PERMINTAAN 1 ->
Ubah baris-baris catatan, dari baris yang memuat "small wooden structure?" sampai baris yang memuat "19 22 L 18 25", menjadi tabel Markdown berkolom Nomor dan Baris. Lewati baris kosong.

SUMBER ->
Ternyata langit masih berkompromi pada kami, bintang – bintang indah menghiasi
langit malam itu. Menambah semangat kami karena sepertinya tak aka nada badai
yang menyulitkan kami malam ini. Sempat pula kami mendahului beberapa pendaki
lain. Dan luar biasa cepatnya kami sampai di arcopodo lebih cepat dari dugaan.
Ternyata
kami memulai terlalu cepat, setelah jalur sebelum arcopodo kami lalui. Kami
mulai terpecah – pecah setelahnya. Kami terbagi menjadi 3 tim kecil. Di depan
dipimpin fauzi, di tengah ada aku dan di belakang ada Bimo dan mas Rega.
Semakin tinggi, udara semakin tipis dan kami semakin sulit mengambil nafas.
Akhirnya kami sampai di batas vegetasi gunung semeru. Batas antara daerah yang
di tumbuhi pepohonan dan daerah yang tidak ditumbuhi pepohonan.

[Catatan anotasi spasial]
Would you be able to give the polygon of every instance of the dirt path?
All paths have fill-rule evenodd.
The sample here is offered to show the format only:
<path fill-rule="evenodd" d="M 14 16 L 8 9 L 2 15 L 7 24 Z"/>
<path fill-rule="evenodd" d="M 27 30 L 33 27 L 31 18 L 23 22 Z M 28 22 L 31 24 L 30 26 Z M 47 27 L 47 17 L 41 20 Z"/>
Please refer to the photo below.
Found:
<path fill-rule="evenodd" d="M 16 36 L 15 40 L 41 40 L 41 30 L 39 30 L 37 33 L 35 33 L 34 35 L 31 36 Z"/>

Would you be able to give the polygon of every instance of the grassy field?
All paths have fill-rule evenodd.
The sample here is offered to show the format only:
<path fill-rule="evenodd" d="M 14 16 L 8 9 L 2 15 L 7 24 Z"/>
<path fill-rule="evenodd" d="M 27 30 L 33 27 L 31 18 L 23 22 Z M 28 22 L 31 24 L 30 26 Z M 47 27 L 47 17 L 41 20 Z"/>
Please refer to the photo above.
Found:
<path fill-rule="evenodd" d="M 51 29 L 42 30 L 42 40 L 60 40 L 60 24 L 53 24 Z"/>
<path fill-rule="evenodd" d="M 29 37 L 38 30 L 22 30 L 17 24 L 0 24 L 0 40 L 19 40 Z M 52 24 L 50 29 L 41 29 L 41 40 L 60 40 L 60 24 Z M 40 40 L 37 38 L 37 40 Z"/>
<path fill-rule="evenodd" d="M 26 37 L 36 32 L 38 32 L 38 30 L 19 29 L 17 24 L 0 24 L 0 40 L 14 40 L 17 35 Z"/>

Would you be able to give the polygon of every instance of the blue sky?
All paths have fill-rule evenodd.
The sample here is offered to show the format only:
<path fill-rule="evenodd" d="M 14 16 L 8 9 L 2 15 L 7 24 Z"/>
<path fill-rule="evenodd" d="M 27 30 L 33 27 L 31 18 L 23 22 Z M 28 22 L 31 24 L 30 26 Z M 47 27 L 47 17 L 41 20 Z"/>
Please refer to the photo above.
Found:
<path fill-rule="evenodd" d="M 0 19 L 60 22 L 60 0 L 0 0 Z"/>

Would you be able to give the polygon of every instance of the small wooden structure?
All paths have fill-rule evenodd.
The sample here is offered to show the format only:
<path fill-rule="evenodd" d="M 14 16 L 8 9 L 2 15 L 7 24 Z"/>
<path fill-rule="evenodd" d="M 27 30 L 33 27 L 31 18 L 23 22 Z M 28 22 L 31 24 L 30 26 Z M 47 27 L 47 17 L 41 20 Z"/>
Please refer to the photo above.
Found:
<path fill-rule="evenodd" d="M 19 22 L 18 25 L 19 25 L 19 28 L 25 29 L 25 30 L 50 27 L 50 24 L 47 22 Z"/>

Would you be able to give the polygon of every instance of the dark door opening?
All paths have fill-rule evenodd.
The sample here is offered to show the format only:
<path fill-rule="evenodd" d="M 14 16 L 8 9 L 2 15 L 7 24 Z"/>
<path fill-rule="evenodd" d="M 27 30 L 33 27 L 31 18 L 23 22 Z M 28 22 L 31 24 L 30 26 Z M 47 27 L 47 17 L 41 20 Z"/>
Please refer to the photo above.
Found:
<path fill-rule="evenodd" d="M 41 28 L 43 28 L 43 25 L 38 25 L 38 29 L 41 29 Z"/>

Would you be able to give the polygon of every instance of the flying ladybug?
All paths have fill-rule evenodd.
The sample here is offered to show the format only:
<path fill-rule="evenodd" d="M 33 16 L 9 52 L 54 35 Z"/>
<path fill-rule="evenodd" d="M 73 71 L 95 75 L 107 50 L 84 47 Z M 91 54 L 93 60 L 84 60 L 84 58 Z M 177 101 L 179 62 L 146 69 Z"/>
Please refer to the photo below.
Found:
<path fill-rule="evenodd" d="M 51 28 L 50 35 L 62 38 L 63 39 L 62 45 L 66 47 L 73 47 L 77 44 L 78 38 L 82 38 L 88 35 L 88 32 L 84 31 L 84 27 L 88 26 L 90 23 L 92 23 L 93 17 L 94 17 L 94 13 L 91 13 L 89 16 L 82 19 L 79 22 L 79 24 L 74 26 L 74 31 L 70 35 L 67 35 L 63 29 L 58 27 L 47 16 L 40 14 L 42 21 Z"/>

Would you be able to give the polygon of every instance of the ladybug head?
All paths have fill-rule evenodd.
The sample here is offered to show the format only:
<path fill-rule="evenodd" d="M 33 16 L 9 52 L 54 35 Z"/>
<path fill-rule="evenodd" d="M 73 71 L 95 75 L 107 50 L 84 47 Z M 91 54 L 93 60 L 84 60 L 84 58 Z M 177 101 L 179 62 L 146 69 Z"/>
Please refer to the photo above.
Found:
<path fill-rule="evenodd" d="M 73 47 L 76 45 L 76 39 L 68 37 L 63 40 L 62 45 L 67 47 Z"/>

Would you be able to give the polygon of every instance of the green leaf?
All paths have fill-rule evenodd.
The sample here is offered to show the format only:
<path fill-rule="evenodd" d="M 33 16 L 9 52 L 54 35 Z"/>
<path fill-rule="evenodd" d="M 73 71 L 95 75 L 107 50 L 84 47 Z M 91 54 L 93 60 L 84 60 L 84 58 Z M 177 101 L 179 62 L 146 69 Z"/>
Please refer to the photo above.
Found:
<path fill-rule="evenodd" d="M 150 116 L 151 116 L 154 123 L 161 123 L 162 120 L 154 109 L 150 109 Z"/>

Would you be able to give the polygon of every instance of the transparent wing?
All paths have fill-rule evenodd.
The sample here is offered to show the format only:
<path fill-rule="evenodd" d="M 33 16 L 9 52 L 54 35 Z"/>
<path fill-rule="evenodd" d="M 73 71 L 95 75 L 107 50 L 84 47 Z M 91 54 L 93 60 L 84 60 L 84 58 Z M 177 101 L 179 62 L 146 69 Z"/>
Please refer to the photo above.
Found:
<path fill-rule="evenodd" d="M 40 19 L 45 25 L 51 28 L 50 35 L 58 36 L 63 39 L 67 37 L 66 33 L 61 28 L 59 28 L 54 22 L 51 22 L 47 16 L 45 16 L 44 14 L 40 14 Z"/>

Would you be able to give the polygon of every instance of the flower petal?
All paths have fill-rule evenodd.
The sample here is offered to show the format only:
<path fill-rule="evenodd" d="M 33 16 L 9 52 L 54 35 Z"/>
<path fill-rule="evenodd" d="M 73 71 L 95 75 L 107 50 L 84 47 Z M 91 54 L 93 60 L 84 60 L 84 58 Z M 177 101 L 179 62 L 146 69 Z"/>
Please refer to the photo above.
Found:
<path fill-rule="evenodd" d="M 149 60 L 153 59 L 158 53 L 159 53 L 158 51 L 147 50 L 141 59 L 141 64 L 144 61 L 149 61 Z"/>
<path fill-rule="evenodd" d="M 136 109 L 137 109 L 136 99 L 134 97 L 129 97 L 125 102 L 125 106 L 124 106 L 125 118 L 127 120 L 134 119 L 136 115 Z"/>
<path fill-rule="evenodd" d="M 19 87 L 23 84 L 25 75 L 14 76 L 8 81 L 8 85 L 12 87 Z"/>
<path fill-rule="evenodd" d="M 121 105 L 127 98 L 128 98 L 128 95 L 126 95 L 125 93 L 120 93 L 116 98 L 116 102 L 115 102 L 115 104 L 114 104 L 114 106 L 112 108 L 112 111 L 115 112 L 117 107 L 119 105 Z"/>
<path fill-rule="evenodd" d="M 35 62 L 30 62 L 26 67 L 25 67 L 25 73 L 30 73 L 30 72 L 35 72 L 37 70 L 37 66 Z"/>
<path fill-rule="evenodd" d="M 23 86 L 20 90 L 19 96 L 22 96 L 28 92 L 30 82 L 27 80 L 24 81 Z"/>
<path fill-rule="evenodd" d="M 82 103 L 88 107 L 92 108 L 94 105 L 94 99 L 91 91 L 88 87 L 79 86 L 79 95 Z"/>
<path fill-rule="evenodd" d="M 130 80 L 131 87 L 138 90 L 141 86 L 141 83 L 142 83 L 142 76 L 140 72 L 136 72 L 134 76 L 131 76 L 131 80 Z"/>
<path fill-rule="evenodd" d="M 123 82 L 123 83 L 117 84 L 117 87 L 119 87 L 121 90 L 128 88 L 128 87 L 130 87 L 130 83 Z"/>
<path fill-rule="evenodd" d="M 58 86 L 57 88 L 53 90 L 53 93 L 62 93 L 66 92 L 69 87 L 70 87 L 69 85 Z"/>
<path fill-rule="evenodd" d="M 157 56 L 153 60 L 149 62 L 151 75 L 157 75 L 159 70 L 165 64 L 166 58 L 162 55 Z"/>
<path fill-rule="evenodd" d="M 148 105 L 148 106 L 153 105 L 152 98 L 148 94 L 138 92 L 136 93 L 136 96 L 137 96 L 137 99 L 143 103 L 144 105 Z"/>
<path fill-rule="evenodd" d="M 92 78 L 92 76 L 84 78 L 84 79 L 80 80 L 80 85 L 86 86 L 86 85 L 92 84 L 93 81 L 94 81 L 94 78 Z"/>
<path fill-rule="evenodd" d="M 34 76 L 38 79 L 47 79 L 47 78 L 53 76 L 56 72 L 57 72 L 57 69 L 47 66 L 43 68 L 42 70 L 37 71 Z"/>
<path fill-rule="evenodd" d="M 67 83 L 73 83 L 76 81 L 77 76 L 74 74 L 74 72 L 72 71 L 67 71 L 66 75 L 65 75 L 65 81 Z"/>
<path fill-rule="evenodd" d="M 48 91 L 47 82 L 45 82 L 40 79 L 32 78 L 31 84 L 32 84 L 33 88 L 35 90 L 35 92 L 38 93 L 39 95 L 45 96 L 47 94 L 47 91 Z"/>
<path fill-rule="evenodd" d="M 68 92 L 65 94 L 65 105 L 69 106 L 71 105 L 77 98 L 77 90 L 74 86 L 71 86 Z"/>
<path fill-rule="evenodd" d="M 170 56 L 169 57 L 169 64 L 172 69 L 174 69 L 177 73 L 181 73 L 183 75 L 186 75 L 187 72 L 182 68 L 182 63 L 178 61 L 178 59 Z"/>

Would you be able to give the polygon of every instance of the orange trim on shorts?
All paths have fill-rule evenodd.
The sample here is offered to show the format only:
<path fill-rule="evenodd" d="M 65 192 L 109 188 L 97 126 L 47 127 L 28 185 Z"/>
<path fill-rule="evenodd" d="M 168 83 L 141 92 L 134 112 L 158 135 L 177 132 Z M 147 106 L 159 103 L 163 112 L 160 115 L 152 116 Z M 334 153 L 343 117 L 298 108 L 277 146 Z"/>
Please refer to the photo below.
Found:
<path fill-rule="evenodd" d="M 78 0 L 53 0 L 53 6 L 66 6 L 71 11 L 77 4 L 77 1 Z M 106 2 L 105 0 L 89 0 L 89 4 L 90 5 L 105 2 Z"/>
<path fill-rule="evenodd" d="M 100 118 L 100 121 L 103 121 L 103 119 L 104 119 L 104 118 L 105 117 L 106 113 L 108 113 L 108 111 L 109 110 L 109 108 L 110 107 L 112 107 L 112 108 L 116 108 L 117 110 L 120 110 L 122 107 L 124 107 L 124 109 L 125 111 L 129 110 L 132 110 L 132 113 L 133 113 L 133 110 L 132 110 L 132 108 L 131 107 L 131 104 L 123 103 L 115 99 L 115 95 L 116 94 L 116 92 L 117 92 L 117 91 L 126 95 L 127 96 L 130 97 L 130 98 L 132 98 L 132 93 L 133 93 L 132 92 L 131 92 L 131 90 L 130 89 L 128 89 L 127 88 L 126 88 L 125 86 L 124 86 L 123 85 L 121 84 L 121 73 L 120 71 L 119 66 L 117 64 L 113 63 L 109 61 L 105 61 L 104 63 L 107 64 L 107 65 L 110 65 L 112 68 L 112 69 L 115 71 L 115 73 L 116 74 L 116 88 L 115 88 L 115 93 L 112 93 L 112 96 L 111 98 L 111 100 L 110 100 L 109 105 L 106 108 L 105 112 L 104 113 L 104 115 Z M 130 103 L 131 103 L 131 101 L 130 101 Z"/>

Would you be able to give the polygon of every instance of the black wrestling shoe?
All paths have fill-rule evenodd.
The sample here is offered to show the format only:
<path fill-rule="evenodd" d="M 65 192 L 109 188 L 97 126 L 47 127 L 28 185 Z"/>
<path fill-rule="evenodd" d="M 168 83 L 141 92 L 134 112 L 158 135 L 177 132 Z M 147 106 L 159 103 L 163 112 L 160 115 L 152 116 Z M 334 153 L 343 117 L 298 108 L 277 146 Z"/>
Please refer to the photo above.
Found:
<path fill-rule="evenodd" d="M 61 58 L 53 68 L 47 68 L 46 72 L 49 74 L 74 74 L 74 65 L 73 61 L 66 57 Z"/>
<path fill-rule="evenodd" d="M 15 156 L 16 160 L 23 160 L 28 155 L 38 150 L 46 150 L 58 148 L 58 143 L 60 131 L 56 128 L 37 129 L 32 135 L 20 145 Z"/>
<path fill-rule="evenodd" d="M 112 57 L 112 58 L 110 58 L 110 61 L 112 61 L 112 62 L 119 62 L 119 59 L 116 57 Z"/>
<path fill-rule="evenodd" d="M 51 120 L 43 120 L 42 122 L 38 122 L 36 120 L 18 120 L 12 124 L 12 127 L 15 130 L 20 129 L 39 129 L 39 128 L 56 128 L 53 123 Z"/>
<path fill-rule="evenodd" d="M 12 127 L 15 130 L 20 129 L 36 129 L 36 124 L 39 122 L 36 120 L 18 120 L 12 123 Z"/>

PERMINTAAN 2 ->
Tulis kembali bagian kisah pendakian dari "Ternyata langit masih" sampai "cepat dari dugaan.", dan tukar "pendaki" dengan "pelancong".

JAWABAN 1 ->
| Nomor | Baris |
|---|---|
| 1 | Would you be able to give the polygon of every instance of the small wooden structure? |
| 2 | All paths have fill-rule evenodd. |
| 3 | The sample here is offered to show the format only: |
| 4 | <path fill-rule="evenodd" d="M 14 16 L 8 9 L 2 15 L 7 24 Z"/> |
| 5 | <path fill-rule="evenodd" d="M 27 30 L 33 27 L 31 18 L 23 22 Z M 28 22 L 31 24 L 30 26 Z M 47 27 L 47 17 L 41 20 Z"/> |
| 6 | Please refer to the photo above. |
| 7 | Found: |
| 8 | <path fill-rule="evenodd" d="M 19 22 L 18 25 L 19 25 L 19 28 L 25 29 L 25 30 L 50 27 L 50 24 L 47 22 Z"/> |

JAWABAN 2 ->
Ternyata langit masih berkompromi pada kami, bintang – bintang indah menghiasi
langit malam itu. Menambah semangat kami karena sepertinya tak aka nada badai
yang menyulitkan kami malam ini. Sempat pula kami mendahului beberapa pelancong
lain. Dan luar biasa cepatnya kami sampai di arcopodo lebih cepat dari dugaan.